### Task directions
Convert the rows from the line containing "out the riding" through the line containing "409,235,452,379" into a two-column CSV with the header input,output. Each row gets one CSV line, with its text under input and its answer under output, every field enclosed in double quotes and any line breaks replaced by spaces.
--- START OF Records for this task ---
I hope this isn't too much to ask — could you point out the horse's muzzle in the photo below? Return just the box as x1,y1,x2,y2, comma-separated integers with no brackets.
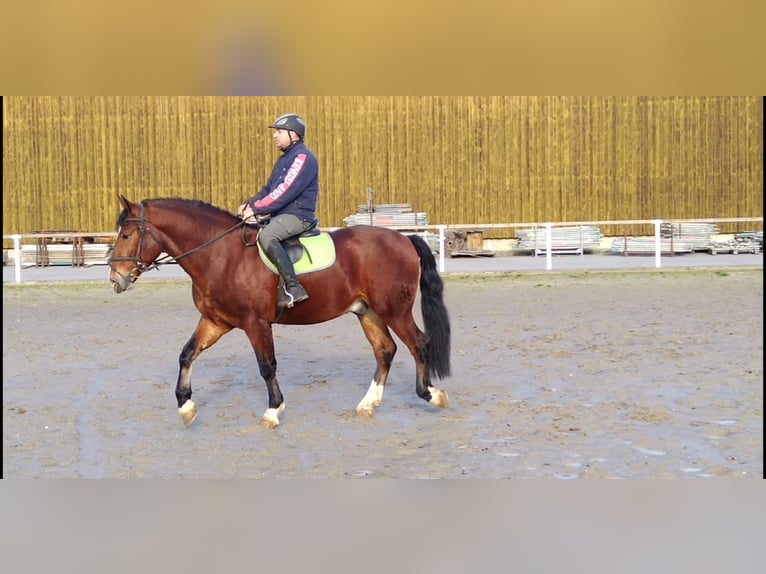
109,271,138,293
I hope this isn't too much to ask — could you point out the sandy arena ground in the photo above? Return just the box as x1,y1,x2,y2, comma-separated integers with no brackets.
3,269,763,479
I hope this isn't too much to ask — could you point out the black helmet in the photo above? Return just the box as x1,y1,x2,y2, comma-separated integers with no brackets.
269,114,306,138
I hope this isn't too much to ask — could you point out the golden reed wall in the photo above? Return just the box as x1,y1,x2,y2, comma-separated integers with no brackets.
3,96,763,241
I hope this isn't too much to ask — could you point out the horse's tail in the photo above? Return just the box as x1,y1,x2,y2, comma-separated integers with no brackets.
409,235,452,378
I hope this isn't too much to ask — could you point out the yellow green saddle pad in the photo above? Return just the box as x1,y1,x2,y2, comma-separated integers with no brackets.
258,232,335,275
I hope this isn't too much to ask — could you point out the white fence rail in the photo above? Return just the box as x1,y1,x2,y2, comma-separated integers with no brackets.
3,217,763,283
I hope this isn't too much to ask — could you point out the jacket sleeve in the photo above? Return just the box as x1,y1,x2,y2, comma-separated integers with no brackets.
252,153,311,214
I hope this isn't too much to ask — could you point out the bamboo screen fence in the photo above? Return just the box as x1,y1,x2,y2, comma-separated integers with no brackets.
3,96,763,243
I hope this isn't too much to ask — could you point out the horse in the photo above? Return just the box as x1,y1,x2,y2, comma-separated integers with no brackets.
108,194,451,429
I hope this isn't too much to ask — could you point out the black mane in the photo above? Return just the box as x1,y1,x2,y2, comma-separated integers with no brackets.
117,197,236,228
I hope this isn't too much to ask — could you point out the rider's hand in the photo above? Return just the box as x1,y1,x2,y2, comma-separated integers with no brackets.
238,203,255,219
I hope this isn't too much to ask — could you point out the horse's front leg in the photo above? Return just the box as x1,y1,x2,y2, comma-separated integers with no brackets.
356,309,396,417
247,321,285,429
176,317,231,427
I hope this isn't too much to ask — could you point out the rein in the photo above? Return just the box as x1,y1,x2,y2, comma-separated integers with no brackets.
109,203,245,281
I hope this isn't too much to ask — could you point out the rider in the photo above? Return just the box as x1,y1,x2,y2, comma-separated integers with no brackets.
238,114,319,307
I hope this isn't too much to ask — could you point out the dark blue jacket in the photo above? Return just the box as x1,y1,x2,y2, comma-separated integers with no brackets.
248,141,319,225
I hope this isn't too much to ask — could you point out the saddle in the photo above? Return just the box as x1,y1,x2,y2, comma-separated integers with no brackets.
255,221,335,275
282,219,322,263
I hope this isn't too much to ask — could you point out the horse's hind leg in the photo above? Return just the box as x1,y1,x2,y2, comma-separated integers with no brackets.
356,309,396,417
390,317,449,409
176,317,231,427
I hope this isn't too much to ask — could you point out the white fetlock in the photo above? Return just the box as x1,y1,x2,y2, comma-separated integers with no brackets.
178,399,197,428
261,403,285,429
356,381,384,417
428,387,449,409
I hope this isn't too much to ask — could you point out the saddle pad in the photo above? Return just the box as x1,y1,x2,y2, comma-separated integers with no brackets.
258,232,335,275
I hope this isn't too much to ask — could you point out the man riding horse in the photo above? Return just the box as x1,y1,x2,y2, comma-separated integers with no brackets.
238,114,319,307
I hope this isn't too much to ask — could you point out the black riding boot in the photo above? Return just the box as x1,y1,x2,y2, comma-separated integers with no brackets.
264,239,309,307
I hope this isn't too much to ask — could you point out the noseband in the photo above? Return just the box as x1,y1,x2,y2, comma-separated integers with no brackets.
108,203,245,283
108,203,166,283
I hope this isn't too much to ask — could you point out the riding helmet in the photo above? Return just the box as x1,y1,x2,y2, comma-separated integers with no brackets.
269,114,306,138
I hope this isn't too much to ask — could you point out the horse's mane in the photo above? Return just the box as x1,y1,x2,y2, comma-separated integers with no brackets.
117,197,236,228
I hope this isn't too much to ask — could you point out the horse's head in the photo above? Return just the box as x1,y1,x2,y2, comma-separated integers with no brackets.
109,195,162,293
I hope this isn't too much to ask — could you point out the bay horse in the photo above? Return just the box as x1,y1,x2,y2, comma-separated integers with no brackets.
109,194,451,428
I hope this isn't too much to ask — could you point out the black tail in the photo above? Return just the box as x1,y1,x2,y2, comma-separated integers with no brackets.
409,235,452,379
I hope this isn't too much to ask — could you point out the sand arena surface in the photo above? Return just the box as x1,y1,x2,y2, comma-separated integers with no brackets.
3,269,763,478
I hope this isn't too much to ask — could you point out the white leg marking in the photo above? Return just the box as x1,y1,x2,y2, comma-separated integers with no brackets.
262,403,285,429
356,381,384,415
428,387,449,409
178,399,197,427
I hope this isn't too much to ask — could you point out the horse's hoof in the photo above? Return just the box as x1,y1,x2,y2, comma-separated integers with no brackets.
356,407,375,419
261,403,285,429
178,399,197,428
260,415,279,429
428,387,449,409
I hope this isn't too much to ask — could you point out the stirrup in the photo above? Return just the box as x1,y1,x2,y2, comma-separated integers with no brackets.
277,282,309,309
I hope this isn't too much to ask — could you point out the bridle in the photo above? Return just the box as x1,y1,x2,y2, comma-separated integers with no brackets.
107,203,245,283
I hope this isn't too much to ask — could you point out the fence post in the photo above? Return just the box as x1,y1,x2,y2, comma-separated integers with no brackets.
439,225,447,273
545,223,553,271
654,219,662,269
12,234,21,283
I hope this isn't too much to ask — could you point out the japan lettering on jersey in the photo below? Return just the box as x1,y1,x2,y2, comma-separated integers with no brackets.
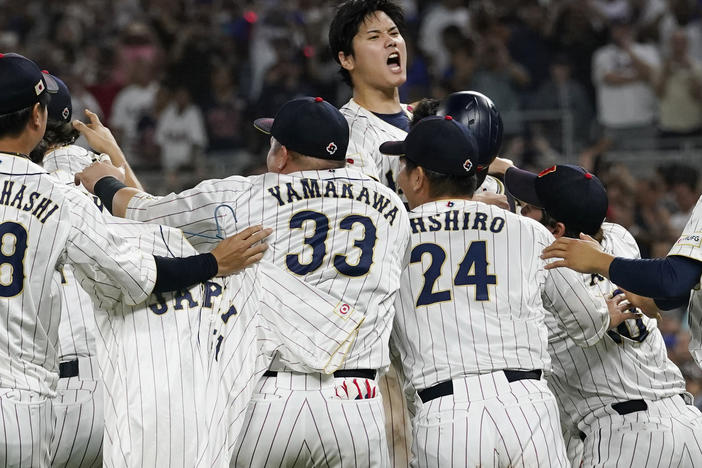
0,154,156,395
668,197,702,367
547,223,685,430
127,168,409,370
339,99,412,192
198,262,364,468
393,200,609,389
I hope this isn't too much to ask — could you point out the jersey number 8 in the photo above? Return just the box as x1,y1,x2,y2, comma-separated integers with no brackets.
0,221,27,297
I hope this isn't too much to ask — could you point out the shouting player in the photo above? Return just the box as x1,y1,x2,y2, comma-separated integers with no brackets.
380,116,631,467
0,54,266,466
75,97,409,466
505,164,702,467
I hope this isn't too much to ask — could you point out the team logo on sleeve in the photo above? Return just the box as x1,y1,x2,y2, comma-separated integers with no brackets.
334,302,353,319
675,232,702,247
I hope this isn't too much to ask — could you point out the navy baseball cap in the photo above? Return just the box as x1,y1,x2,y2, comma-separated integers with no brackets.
254,97,349,161
49,75,73,122
380,115,479,176
0,53,58,114
505,164,609,236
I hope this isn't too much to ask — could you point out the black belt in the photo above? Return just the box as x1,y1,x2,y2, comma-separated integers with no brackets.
59,359,78,379
263,369,375,380
418,370,541,403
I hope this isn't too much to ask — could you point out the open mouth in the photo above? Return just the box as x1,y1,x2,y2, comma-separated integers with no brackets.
387,52,401,70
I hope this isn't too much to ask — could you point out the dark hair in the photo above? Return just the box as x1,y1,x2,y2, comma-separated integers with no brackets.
29,119,80,164
405,158,477,197
329,0,405,86
410,98,441,128
0,93,51,138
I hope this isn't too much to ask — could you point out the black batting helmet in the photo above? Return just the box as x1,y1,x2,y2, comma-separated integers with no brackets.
436,91,502,174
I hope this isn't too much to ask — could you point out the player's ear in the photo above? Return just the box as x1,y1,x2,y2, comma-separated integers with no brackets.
549,221,565,239
337,50,356,71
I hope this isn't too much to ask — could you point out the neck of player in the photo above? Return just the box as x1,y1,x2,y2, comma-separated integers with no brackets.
353,84,402,114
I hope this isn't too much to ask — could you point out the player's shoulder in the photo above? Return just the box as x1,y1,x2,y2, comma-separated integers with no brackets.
602,222,640,258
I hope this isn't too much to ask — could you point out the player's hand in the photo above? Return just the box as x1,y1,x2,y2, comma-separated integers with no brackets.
212,226,273,276
619,288,662,320
473,192,509,210
488,157,514,176
541,234,614,278
71,109,119,154
75,161,124,194
605,291,640,330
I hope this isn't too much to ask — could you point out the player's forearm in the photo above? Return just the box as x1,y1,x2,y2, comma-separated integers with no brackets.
94,176,142,218
609,256,702,298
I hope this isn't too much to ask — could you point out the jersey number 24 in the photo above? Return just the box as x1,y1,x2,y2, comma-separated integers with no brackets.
410,241,497,307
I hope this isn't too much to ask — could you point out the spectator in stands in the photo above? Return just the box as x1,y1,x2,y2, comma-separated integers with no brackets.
417,0,470,77
656,29,702,139
156,83,207,191
531,53,594,148
592,18,659,148
110,58,158,167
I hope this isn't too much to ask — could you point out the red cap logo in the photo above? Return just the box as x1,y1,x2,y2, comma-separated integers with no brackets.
537,166,556,177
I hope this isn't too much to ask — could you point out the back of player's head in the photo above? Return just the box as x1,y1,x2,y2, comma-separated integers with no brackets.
505,164,609,237
329,0,405,86
29,75,80,164
436,91,503,173
380,116,478,197
0,53,57,138
254,97,349,163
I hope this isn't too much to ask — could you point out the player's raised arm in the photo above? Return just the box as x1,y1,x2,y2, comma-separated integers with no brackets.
72,109,144,190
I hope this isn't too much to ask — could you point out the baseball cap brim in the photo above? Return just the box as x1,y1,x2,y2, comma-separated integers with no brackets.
505,167,544,208
254,117,273,135
379,141,407,156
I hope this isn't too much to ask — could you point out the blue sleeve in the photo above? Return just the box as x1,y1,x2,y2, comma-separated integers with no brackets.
609,255,702,298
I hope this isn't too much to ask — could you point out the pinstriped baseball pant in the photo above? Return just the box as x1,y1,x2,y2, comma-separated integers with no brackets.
232,372,389,468
0,388,51,468
580,395,702,468
412,371,568,468
51,358,105,468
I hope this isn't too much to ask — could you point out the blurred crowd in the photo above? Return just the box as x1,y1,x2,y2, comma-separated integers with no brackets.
0,0,702,407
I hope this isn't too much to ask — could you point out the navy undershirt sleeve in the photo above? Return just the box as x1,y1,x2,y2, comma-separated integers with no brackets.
153,253,218,293
609,255,702,298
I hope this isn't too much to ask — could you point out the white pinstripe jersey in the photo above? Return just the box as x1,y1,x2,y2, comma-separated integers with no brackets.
547,223,685,429
42,145,109,362
339,99,412,192
393,200,609,389
127,168,409,370
668,197,702,367
0,153,156,395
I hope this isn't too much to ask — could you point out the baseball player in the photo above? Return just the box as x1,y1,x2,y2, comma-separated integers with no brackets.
75,97,409,466
0,54,260,467
505,164,702,467
329,0,412,462
380,116,631,467
543,197,702,367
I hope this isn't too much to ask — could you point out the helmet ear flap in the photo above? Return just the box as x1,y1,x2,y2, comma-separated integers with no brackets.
436,91,503,170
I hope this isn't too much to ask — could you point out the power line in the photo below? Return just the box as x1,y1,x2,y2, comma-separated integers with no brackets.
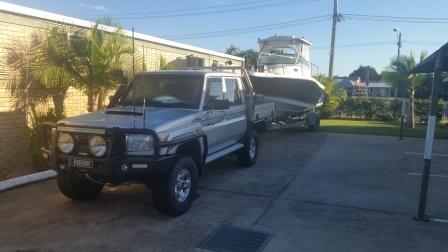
82,0,286,17
162,15,331,39
343,13,448,24
80,0,319,20
311,40,443,50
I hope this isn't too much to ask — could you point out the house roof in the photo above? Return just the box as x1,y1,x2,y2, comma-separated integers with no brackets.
334,77,355,88
411,43,448,73
0,1,244,61
369,82,390,88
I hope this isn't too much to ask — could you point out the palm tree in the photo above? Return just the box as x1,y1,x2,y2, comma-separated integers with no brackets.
72,21,135,111
3,30,69,124
31,26,75,118
382,52,428,128
316,75,347,117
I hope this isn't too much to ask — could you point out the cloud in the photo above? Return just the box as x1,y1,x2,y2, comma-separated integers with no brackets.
79,3,110,12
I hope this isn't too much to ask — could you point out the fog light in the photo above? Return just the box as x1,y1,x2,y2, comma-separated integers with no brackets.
121,164,129,172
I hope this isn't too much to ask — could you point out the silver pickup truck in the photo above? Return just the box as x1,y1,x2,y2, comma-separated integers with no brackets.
42,71,275,216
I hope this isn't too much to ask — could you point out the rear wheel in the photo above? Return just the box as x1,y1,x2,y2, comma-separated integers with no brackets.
237,130,258,166
57,171,103,200
152,156,198,216
308,113,320,131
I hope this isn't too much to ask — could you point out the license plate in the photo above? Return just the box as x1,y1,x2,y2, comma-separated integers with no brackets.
68,158,93,168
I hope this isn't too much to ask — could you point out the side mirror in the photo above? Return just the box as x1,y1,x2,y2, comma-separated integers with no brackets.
204,100,230,110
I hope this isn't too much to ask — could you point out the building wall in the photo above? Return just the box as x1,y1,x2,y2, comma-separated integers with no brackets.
0,9,241,178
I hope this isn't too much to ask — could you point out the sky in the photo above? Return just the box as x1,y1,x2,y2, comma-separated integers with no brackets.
3,0,448,76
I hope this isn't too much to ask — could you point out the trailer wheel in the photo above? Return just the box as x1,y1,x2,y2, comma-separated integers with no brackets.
237,130,258,167
307,113,320,132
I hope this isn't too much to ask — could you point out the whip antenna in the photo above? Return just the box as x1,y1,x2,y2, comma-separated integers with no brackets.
132,27,136,128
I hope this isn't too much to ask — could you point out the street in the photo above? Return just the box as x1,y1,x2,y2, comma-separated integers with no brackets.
0,130,448,251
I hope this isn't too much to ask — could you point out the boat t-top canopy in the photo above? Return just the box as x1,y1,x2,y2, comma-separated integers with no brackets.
411,40,448,221
412,43,448,73
258,36,311,50
258,36,311,61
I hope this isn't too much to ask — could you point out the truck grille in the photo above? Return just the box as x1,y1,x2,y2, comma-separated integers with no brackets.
71,133,112,157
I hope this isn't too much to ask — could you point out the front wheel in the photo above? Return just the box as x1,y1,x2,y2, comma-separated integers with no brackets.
237,130,258,166
152,156,198,216
57,171,103,200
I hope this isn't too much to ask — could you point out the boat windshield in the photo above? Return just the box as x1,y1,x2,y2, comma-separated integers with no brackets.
117,75,203,109
258,47,297,65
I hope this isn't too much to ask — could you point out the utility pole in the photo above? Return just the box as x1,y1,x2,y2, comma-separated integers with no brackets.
415,46,448,221
328,0,339,78
394,28,401,98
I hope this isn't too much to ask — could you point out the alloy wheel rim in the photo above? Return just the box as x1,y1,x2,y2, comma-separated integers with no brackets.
174,169,191,203
249,137,257,159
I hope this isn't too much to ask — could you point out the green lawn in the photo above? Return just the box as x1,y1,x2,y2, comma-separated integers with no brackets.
321,119,448,139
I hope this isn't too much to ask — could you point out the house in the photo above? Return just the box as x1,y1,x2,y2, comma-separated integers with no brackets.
334,77,392,97
334,77,368,96
368,82,392,97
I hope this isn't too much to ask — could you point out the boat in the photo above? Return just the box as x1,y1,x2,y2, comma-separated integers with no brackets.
249,36,325,116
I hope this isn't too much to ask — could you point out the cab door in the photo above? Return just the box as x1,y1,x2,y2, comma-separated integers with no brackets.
224,78,247,145
201,77,226,154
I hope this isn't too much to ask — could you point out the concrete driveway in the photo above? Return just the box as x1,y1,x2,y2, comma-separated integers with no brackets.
0,130,448,251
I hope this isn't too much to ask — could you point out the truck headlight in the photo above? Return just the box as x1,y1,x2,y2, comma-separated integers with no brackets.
126,134,154,155
89,136,107,157
58,133,75,154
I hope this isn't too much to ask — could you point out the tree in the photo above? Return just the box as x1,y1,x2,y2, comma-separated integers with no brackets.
349,65,381,82
317,75,347,117
31,26,75,118
382,52,428,128
73,20,135,111
4,27,71,123
226,45,258,67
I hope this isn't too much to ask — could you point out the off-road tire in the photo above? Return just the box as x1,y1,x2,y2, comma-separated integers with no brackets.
237,130,259,167
57,171,103,200
152,156,198,216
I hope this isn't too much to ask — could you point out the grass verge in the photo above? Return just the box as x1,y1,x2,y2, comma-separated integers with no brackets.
321,119,448,139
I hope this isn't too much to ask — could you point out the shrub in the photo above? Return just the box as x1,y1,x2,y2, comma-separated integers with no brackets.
--- END OF Records for this task ---
### Correct result
input,output
"I hope this isn't too much to ask — could you point out the riding helmet in the photo above? Return just the box as x1,y1,x2,y2, comma-separated integers with no brackets.","269,114,306,138"
"I hope this isn't too much to ask — could you point out the horse's mane in the photo above? Return just the box as x1,y1,x2,y2, comma-separated integers with no brackets.","117,197,236,228"
"I hope this isn't too much to ask — could you point out the horse's head in the photo above? Return just the box as x1,y1,x2,y2, comma-separated integers with no brackets.","109,195,162,293"
"I hope this isn't too much to ask — could you point out the bay horse in the photo above? Return just the box as x1,y1,x2,y2, comma-separated integers with no brackets.","109,194,451,428"
"I hope this isn't too much to ask — could you point out the black tail in the photo above? Return just the box as x1,y1,x2,y2, comma-separated integers with no brackets.","409,235,452,379"